» STATED GOAL A: Reproduce word for word the entries below, from the line containing "Provide one point per instance of the green" through the last line of the entries, both ends included.

» QUOTED TEXT:
0000 Xxxxxxxx Xxxxx, Xxxxx 000
Xxxxxxxx, Xxxxxxxx 00000
Dear Xxxxxxxx:
Green Spring's Board of Directors places great value on your leadership and your
continuing commitment to the success of our company. We have taken the action
described below to demonstrate our desire for you to have a long and rewarding
career with Green Spring. This letter constitutes an agreement (the
"Agreement") between you and Green Spring Health Services (the "Company") to
provide a benefit to you at retirement based on your continued employment with
the Company until retirement or employment termination, as defined herein. This
Agreement is entered into in consideration of (i) your past contribution to the
Company and the value created by your efforts, (ii) the desire of the Board of
Directors to encourage continued employment with the Company until your
retirement, (iii) the expected contribution that you will make to the
profitability of the Company.
The terms and conditions of this Agreement are as follows:
1. It is the intent of the Board and the Company that you shall be
provided with a lump-sum dollar amount, or equivalent annual annuity
payment, in an amount as determined by the Board at the time of
payment, at the time of your retirement or termination from the
Company, as defined below. The amount of the payment shall be as
specified below.
2. The amount of the payment shall be:
a. $750,000 if the average Earnings Before Interest and Taxes (EBIT
as defined below) over your employment period exceeds 10 percent
of Shareowners' Investment, as defined below.

Records from a data collection
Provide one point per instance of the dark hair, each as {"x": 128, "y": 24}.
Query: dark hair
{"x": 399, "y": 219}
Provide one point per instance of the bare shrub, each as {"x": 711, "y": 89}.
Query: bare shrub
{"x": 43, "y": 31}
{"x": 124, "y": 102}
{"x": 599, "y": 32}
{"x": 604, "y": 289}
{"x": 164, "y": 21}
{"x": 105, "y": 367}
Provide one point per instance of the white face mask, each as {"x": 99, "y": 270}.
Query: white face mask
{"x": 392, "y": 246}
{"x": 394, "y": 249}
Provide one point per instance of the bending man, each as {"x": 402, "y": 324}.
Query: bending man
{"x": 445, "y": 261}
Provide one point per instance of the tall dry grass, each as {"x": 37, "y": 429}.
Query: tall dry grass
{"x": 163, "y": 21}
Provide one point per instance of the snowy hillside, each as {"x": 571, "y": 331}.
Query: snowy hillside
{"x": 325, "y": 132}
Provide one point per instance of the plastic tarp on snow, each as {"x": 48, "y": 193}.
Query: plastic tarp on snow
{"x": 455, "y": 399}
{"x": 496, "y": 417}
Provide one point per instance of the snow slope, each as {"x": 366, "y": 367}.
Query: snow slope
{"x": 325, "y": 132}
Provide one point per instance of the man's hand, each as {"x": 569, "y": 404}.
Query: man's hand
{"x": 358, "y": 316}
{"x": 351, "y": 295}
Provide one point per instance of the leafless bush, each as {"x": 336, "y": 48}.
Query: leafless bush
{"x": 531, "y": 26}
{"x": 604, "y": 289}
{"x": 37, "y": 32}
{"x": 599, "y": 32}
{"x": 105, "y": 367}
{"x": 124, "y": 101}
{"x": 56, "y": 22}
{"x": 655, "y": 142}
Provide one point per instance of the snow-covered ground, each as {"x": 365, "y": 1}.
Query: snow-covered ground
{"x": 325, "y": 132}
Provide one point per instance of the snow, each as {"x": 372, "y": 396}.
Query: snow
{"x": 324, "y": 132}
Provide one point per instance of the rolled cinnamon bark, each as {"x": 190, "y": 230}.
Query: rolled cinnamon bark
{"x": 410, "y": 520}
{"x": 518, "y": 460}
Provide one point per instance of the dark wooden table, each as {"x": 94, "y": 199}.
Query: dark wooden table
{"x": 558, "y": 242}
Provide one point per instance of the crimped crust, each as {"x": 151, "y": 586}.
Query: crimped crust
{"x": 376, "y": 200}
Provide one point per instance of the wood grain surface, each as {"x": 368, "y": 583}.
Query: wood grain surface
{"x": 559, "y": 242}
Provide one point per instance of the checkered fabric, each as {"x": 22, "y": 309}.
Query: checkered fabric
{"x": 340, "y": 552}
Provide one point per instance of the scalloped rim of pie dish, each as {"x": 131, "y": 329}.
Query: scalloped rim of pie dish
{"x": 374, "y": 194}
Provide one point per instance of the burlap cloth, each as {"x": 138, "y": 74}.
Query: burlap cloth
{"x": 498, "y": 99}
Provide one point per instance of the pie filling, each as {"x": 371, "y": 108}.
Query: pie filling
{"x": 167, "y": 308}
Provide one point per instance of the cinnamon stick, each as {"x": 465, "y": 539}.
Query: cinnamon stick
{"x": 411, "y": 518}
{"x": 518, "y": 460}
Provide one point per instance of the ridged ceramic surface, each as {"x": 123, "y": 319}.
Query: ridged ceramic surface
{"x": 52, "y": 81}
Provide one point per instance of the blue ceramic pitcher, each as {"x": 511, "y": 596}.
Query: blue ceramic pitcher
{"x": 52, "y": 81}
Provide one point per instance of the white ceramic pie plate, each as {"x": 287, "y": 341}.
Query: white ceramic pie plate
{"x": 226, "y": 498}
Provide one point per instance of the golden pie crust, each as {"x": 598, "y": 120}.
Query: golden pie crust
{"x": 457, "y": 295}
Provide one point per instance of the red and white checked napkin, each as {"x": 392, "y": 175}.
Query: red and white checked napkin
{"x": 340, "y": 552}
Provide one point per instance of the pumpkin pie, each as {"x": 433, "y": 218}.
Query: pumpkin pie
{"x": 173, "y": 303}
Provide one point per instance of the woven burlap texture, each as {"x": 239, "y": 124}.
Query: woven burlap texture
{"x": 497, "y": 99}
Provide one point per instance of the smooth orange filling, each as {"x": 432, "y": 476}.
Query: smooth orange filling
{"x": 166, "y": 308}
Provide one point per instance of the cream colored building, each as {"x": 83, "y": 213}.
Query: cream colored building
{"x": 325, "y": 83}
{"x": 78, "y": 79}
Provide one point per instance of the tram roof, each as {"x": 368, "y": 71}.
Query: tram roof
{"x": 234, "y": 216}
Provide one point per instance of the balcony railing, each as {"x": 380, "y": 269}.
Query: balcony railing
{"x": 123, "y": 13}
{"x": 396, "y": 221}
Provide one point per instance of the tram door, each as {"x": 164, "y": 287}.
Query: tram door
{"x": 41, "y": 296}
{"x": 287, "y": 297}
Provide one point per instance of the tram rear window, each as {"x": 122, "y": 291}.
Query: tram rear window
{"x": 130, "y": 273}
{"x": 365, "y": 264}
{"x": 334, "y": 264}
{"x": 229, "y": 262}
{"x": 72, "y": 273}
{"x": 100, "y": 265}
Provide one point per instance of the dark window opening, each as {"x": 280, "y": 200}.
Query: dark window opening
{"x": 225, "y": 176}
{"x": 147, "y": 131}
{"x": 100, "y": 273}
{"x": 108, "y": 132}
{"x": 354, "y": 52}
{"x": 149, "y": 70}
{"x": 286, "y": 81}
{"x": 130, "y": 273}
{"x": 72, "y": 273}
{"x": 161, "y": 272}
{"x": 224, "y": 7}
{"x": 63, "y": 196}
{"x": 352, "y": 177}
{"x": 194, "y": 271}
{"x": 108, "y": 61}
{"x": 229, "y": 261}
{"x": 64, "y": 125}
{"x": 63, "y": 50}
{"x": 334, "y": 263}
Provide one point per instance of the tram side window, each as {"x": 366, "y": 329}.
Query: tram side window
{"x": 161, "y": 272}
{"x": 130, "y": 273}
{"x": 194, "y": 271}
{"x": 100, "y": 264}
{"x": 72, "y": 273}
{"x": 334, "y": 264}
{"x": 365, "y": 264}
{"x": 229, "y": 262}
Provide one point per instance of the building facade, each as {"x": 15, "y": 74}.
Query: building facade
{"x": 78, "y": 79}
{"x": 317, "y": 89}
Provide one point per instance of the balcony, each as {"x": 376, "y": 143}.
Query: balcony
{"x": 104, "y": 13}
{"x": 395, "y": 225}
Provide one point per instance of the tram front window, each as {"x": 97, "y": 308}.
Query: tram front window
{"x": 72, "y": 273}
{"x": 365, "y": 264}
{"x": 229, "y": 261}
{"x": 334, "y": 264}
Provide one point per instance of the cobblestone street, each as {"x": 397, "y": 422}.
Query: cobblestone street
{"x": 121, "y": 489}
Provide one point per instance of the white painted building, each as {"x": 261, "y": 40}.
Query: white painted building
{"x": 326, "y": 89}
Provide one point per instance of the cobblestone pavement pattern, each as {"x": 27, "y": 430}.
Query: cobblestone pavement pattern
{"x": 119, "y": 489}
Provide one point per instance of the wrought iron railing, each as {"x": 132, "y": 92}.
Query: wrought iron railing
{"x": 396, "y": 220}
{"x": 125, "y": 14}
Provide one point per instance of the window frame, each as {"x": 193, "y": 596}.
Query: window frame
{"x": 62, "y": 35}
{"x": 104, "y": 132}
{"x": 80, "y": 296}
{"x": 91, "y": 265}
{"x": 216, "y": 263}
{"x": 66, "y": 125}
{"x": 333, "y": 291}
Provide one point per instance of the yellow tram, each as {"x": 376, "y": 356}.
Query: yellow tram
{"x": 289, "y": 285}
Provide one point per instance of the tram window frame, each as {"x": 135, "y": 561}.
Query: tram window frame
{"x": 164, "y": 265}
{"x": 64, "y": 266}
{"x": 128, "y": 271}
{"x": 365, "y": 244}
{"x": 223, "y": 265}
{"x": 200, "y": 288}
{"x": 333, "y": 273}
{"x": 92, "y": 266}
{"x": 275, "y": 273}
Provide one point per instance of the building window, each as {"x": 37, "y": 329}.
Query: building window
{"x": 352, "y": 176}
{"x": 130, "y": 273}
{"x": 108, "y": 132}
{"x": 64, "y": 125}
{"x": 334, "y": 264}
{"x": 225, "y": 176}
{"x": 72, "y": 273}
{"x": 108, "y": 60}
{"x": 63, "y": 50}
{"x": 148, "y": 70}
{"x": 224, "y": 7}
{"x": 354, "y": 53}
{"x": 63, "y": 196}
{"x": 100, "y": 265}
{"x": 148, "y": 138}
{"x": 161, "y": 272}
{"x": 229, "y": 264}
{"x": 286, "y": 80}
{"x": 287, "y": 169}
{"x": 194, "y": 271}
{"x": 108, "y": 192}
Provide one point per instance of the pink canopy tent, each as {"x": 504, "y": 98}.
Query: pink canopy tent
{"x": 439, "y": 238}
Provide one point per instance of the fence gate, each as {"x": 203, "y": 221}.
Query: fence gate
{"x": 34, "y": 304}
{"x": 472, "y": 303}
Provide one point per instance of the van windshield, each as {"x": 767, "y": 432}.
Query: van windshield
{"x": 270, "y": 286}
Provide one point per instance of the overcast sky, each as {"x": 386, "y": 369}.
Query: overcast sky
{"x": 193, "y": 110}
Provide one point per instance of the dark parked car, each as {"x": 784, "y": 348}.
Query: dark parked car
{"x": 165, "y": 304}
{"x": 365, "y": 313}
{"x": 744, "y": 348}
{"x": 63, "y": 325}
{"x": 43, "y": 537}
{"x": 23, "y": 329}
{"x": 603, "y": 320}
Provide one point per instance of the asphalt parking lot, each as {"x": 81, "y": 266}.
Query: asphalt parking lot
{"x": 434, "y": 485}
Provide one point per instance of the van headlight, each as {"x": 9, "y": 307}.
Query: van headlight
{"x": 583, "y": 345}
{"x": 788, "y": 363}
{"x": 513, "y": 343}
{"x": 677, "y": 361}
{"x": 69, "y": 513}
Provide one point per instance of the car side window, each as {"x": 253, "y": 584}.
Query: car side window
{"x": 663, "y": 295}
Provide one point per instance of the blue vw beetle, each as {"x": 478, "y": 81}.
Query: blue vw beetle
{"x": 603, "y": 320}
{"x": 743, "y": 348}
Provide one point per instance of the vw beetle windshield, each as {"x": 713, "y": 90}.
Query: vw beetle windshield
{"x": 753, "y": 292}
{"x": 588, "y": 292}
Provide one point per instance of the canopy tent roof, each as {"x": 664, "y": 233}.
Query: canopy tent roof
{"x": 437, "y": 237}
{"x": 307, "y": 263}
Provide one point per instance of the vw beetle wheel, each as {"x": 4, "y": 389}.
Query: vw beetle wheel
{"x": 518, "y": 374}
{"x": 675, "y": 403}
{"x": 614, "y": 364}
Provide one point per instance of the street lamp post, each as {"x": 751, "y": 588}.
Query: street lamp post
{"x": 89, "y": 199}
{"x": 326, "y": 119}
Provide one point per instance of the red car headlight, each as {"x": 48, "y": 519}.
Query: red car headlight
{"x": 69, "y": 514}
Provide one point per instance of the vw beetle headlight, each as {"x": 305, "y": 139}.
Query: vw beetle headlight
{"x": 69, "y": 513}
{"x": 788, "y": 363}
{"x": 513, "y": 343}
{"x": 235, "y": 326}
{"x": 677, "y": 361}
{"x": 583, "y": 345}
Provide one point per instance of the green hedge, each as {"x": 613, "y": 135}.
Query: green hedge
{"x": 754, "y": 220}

» STATED GOAL B: Pick up the retirement benefit agreement letter above where it stops and keep writing.

» FINAL RESULT A:
Provide one point per instance of the green hedge, each as {"x": 613, "y": 135}.
Query: green hedge
{"x": 754, "y": 220}

» FINAL RESULT B:
b. $500,000 if the average EBIT over your employment period is 10
percent or less of Shareowners' Investment.
Xxxxxxxx Xxxxxxx May 2, 1995
Page 2
In each of the above cases, the amount of the payment shall be
reduced by any payments to you, as determined from the date of this
Agreement until your employment termination or retirement, from
amounts earned under the grant of PARs, or other long-term
incentive payments, for any plan approved by the Board of Directors.
3. Retirement shall be defined as termination of employment from the
Company on or after age 60 years. If termination occurs prior to age
60, then the payment will be based on the conditions of termination,
as defined below.
4. If you voluntarily terminate your employment with the Company, or the
Board terminates your employment For-Cause, as it is defined in your
employment contract (or in the Company's long-term incentive plan,
e.g., the Performance Appreciation Right's Plan), then there shall be
no payment other than any payments received under the long-term
incentive plan of the Company.
5. If your employment is terminated as a result of death, disability
(as defined in your employment contact or the Company's
retirement income plan), or at the request of the Board of
Directors, then the payment shall be as defined in paragraph 2
above at the time of termination.
6. Earnings Before Interest and Taxes shall be as defined in the
Company's long-term incentive plan, except that it shall include
any accruals, under GAAP accounting, for the Company's long-term
incentive plan.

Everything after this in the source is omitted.